__Exercise__. Copy the passage of this Miami New Times article on Tiempo Libre from "Their faith was" up to and including "even more dynamic.".

__Document extract__.
Miami New Times
Universal Rhythm
Miami New Times
Thursday, May 19, 2005
by Julienne Gage
Tiempo libre roughly translates to "free time" in English. It's a luxury that Jorge Gomez, pianist and director of the Cuban timba band Tiempo Libre, usually doesn't have. Even so, he made sure to arrive fifteen minutes before a scheduled interview with New Times at the Segafredo café on Lincoln Road and called this reporter twice to make sure it was still on.
But Gomez probably wasn't being punctual simply out of eagerness to get good press. Tiempo Libre constantly tours, and the band was in town for only a few weeks before heading back out on the road. This summer the group will play at the Ravinia Festival in Chicago; the New Orleans Jazz and Heritage Festival; Festival International de Louisiane in Rochester, New York; and the Society of Performing Arts in Houston. In August the band makes its European debut at the Tuscan Sun Festival in Cortona, Italy. In fact Tiempo Libre plays abroad more often than at home.
That work ethic is paying off. In January the bandmates signed a multirecord deal with Shanachie Entertainment and are scheduled to release their second album, Arroz con Mango, May 24. (The first, Timbiando, was released independently last year.) Tiempo Libre's growing reputation as one of the top timba bands in the U.S. is a primary reason why its seven members -- all-star players who have separately played with artists as renowned as Albita, Cachao, Issac Delgado, NG La Banda, and Arturo Sandoval -- have eschewed their former lives as sidemen. "It's a question of faith," said Gomez of the band members' decisions to break out on their own as Tiempo Libre.
Their faith was well-grounded. Six of the band's members -- Gomez, vocalist Joaquin Diaz, percussionist Leandro Gonzalez, bassist Tebelio "Tony" Fonte, trumpeter Julio Diaz, and drummer Fernando Pina -- are childhood friends with world-class music degrees from Cuba's best conservatories. They knew that when the traditional son hype sparked by the Buena Vista Social Club died down, the world would be ready for something even more dynamic.
"Many years ago in Cuba, the son was played everywhere, but the people who played it weren't musicians. They learned at the beach and in the mountains because they were simple melodies. Our generation studied music under a very heavy regimen of harmony, rhythm, singing, and dance, so when you got done, you didn't conform to something so easy," said Gomez. The result was timba, a hyperactive combination of Latin jazz and salsa that pits bass rhythms against a complicated countertempo.

__Given material__.
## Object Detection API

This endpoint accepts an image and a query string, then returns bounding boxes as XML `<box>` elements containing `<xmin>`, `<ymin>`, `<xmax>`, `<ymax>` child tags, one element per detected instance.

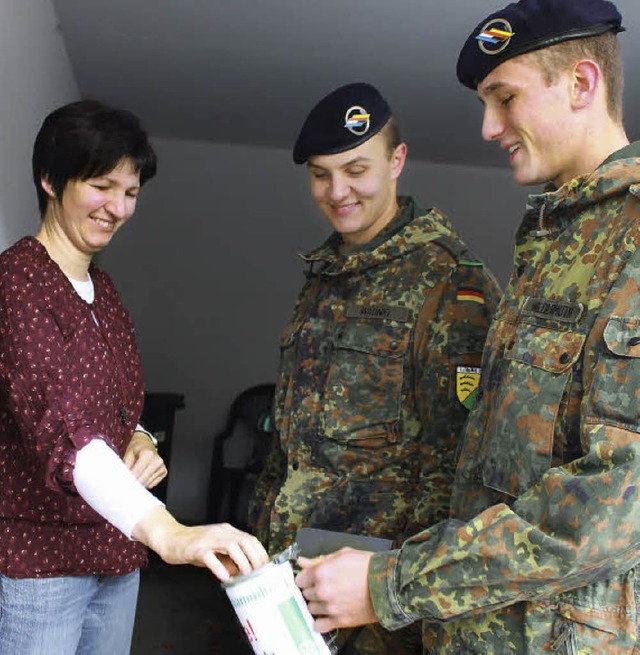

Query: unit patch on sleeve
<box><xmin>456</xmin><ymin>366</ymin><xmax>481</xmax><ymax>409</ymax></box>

__Result__.
Their faith was well-grounded. Six of the band's members -- Gomez, vocalist Joaquin Diaz, percussionist Leandro Gonzalez, bassist Tebelio "Tony" Fonte, trumpeter Julio Diaz, and drummer Fernando Pina -- are childhood friends with world-class music degrees from Cuba's best conservatories. They knew that when the traditional son hype sparked by the Buena Vista Social Club died down, the world would be ready for something even more dynamic.